(Photo-based referring expression data)
[Start of section]

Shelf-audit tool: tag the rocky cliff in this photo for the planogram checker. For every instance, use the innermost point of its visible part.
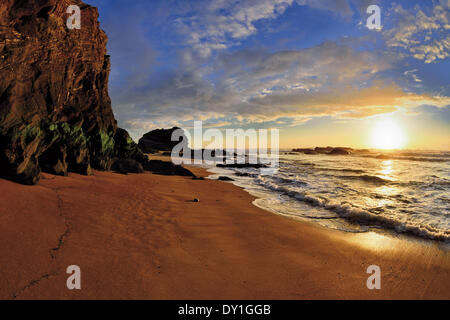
(55, 112)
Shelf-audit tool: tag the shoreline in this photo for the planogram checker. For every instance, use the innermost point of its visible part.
(142, 237)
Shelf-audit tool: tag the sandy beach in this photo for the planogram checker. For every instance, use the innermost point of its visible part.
(142, 237)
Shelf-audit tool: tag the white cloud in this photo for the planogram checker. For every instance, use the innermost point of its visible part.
(424, 37)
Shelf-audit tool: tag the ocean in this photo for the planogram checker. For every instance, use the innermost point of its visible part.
(405, 192)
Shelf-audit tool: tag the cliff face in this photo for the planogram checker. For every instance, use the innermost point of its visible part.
(55, 112)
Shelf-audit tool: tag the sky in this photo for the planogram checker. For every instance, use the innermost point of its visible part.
(309, 68)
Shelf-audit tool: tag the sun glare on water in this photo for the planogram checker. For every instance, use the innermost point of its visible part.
(387, 134)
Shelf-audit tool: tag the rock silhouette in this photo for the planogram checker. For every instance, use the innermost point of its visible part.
(55, 111)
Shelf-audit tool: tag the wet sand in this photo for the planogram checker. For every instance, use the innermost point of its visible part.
(142, 237)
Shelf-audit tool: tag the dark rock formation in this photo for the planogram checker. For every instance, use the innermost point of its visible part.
(223, 178)
(242, 165)
(55, 112)
(340, 152)
(160, 140)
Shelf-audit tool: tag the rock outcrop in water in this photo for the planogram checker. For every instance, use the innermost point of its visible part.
(55, 112)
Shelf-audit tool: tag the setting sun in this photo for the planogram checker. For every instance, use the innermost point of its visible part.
(387, 134)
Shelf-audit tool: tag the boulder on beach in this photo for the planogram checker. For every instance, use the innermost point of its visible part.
(223, 178)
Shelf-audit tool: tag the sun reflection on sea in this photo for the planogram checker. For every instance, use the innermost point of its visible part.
(387, 167)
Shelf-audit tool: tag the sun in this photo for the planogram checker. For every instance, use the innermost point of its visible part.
(387, 134)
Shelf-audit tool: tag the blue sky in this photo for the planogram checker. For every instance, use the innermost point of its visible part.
(309, 68)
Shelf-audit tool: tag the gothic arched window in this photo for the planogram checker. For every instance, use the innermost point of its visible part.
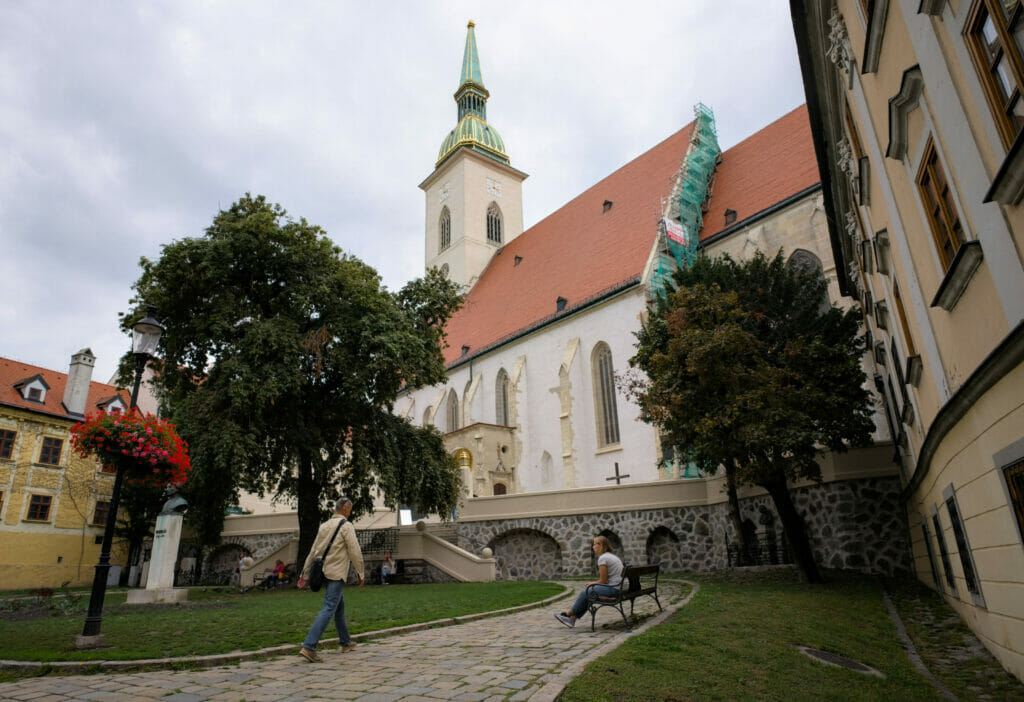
(604, 395)
(453, 411)
(444, 229)
(502, 399)
(494, 224)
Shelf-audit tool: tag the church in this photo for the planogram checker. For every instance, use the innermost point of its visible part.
(531, 403)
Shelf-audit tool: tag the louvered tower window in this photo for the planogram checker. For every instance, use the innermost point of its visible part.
(444, 229)
(453, 411)
(494, 224)
(502, 399)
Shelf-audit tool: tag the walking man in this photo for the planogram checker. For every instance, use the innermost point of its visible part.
(339, 534)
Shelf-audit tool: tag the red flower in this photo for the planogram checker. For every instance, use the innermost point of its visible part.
(132, 439)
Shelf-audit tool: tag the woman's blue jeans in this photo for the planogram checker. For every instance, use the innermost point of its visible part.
(334, 606)
(588, 595)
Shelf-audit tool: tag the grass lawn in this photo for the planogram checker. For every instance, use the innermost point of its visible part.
(736, 641)
(222, 621)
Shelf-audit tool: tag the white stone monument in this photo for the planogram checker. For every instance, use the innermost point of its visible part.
(160, 583)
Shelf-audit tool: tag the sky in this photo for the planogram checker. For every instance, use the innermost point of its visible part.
(125, 126)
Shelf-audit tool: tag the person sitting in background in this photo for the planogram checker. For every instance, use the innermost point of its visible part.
(275, 575)
(609, 570)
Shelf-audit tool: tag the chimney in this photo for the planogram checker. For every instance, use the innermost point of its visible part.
(79, 377)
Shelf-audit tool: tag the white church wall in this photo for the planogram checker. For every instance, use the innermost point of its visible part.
(558, 447)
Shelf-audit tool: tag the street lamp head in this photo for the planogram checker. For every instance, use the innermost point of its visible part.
(145, 334)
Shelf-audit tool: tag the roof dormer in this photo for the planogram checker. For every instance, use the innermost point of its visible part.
(115, 403)
(33, 389)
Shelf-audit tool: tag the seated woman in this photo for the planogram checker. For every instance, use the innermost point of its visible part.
(609, 570)
(274, 576)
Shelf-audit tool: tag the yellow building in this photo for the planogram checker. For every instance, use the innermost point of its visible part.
(918, 115)
(53, 503)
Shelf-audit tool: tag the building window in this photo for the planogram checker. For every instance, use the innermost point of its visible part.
(931, 553)
(967, 562)
(101, 513)
(502, 399)
(604, 396)
(901, 313)
(943, 553)
(995, 35)
(494, 224)
(941, 211)
(1014, 474)
(453, 411)
(39, 509)
(50, 452)
(444, 228)
(7, 443)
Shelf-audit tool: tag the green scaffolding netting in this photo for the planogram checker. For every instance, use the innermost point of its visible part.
(698, 167)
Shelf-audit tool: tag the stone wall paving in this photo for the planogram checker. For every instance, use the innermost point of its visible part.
(510, 657)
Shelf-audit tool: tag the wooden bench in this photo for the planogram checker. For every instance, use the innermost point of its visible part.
(637, 581)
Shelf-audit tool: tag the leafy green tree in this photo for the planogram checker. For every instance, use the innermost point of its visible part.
(281, 362)
(745, 367)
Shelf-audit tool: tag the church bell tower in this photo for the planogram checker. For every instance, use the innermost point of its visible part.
(474, 196)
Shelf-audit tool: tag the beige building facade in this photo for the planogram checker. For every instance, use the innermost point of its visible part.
(918, 112)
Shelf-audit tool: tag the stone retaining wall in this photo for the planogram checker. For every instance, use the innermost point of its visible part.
(853, 525)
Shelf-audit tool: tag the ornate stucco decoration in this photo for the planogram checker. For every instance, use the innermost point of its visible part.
(839, 51)
(846, 163)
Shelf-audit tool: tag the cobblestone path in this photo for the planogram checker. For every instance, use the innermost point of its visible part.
(521, 656)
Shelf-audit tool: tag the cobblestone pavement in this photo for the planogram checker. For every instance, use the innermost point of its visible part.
(522, 656)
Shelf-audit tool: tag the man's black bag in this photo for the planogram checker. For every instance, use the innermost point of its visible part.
(315, 580)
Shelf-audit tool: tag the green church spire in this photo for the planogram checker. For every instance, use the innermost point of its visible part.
(471, 59)
(472, 130)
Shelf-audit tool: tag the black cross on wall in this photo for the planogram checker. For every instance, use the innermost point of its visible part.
(617, 478)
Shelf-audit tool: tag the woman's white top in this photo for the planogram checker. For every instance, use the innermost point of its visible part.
(614, 566)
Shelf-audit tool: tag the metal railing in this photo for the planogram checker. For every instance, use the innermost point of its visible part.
(760, 552)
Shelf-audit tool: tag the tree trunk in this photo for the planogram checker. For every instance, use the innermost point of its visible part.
(737, 522)
(796, 531)
(308, 497)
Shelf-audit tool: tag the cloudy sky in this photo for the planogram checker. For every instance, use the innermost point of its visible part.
(127, 125)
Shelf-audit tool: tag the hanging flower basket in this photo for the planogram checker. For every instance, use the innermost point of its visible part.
(147, 448)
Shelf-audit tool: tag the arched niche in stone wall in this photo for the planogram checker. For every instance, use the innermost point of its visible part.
(663, 547)
(526, 555)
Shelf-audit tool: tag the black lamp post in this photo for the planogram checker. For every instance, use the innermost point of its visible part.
(144, 337)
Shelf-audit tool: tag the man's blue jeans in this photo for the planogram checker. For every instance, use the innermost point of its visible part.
(583, 601)
(334, 606)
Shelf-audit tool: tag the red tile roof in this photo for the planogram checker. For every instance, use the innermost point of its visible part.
(11, 371)
(762, 170)
(576, 253)
(580, 251)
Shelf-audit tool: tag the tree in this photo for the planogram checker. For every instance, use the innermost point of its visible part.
(281, 362)
(747, 368)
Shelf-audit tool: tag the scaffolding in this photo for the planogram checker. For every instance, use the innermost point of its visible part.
(682, 232)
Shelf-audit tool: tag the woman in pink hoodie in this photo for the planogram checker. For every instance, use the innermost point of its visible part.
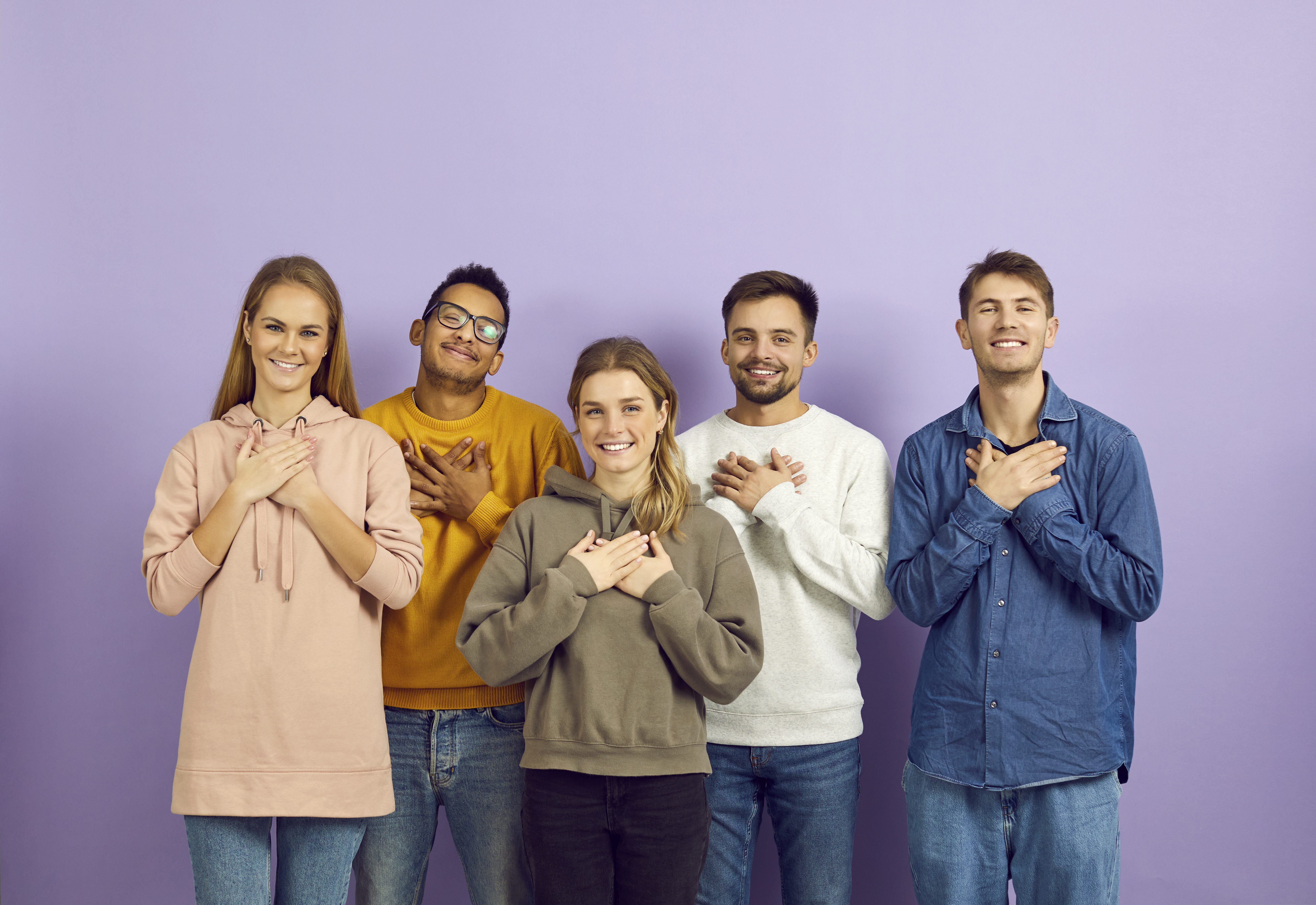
(289, 517)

[End of section]

_HOW TO COMPLETE THIS TASK_. Please set down, exactly and with nothing added, the lines from the line with "Shelf-audit tool: tag the arched" to the end of the entries above, omitting pictures.

_WRITTEN RESPONSE_.
Shelf-audit tool: tag the arched niche in stone wall in this photo for the planogram checker. For every instance, use the innermost point of its visible part.
(663, 547)
(526, 555)
Shelf-audit tool: tag the black lamp post in this photo for the planogram checker. For every instance, use the innermost point of its visible part.
(144, 337)
Shelf-audit tool: tag the man's blue jeans in this photo for the planogram checker. For every instance, use the innermost point of its visible part.
(583, 601)
(334, 606)
Shelf-audit tool: tag the red tile roof in this photo for the planogram checker. For every instance, use the innermost point of its visible part.
(11, 371)
(762, 170)
(576, 253)
(580, 251)
Shelf-audit tool: tag the tree in this photo for the planogram checker. For every instance, use the innermost point of its visible part.
(281, 362)
(747, 368)
Shelf-audit tool: tag the scaffolding in this photo for the planogram checker. For every instance, use the innermost point of its visible part.
(682, 232)
Shelf-audit tool: tag the woman in pink hoodie in this photo for the planogram checker. For every instance, use the innermost point of its visible part.
(289, 517)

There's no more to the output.